=== TRECHO DA PÁGINA ===

Vou tentar explicar didaticamente porque o tratamento da chamada Grande Mídia (mais especificamente, hoje, do Jornal Nacional) ao governo de Jair Bolsonaro é diferente do tratamento a presidentes anteriores, sobremodo do Partido dos Trabalhadores, notadamente do período de Dilma Rousseff.
Faço a investida em nome do jornalismo. E sem juízo de valor sobre os anos petistas e os anos Bolsonaro. Deixar o juízo de valor de lado é baita vantagem aos petistas, porque estou simplesmente retirando o Mensalão e a Operação Lava Jato da equação.
Os mentecaptos de plantão precisam saber diferenciar uma coisa da outra; ou seja, distinguir a gravidade econômica, social e jurídica dos anos petistas e o que temos desde a campanha eleitoral de 2018, cujos decibéis de inconformismo aumentaram enlouquecedoramente. Quem coloca uma coisa e outra coisa como a mesma coisa, ou seja, no mesmo saco sem fundos de ideologia, é mesmo um tremendo mentecapto.
Emagrecimento publicitário
Não há muito a explicar senão o óbvio e ululante (como diria Nelson Rodrigues). A raiz da diferença está no uso do dinheiro do contribuinte para financiar a Grande Mídia. Há estudos rigorosos sobre isso. Diferentemente de linhas paralelas, as curvas de interesses pouco republicanos se encontram. Sobremodo envolvendo a Rede Globo e seus tentáculos impressos, eletrônicos e digitais. Folha de S. Paulo, Estadão e Valor Econômico também estão no mesmo invólucro. Esse quarteto move uma empreitada de fé contra o presidente da República.

===

TAREFA 1 => Reescreva de forma mais breve o parágrafo do trecho que começa com "Não há muito a explicar", preservando seus fatos principais.
TAREFA 2 => Transcreva do trecho a parte que começa em "Os mentecaptos de" e segue até "um tremendo mentecapto.".
O material que vem depois do trecho é independente dele.

=== LINHAS DE DADOS ===

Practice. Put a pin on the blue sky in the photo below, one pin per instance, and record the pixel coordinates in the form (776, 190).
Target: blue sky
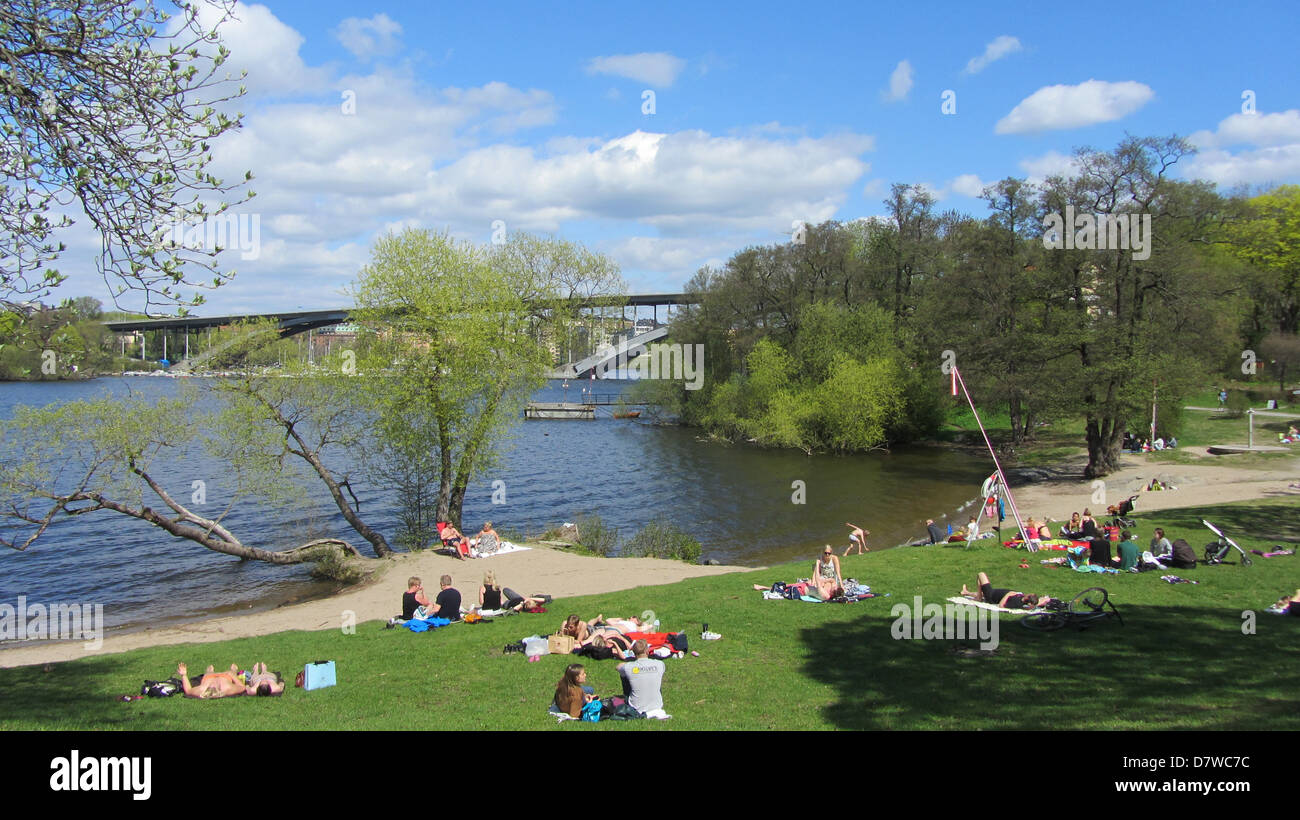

===

RESULTADO COMPLETO 1 => A raiz óbvia da diferença está no uso do dinheiro do contribuinte para financiar a Grande Mídia, tema de estudos rigorosos. Ali se encontram interesses pouco republicanos, sobretudo em torno da Rede Globo e de seus veículos impressos, eletrônicos e digitais, além da Folha de S. Paulo, do Estadão e do Valor Econômico. Esse quarteto move uma empreitada de fé contra o presidente da República.

RESULTADO COMPLETO 2 =>
Os mentecaptos de plantão precisam saber diferenciar uma coisa da outra; ou seja, distinguir a gravidade econômica, social e jurídica dos anos petistas e o que temos desde a campanha eleitoral de 2018, cujos decibéis de inconformismo aumentaram enlouquecedoramente. Quem coloca uma coisa e outra coisa como a mesma coisa, ou seja, no mesmo saco sem fundos de ideologia, é mesmo um tremendo mentecapto.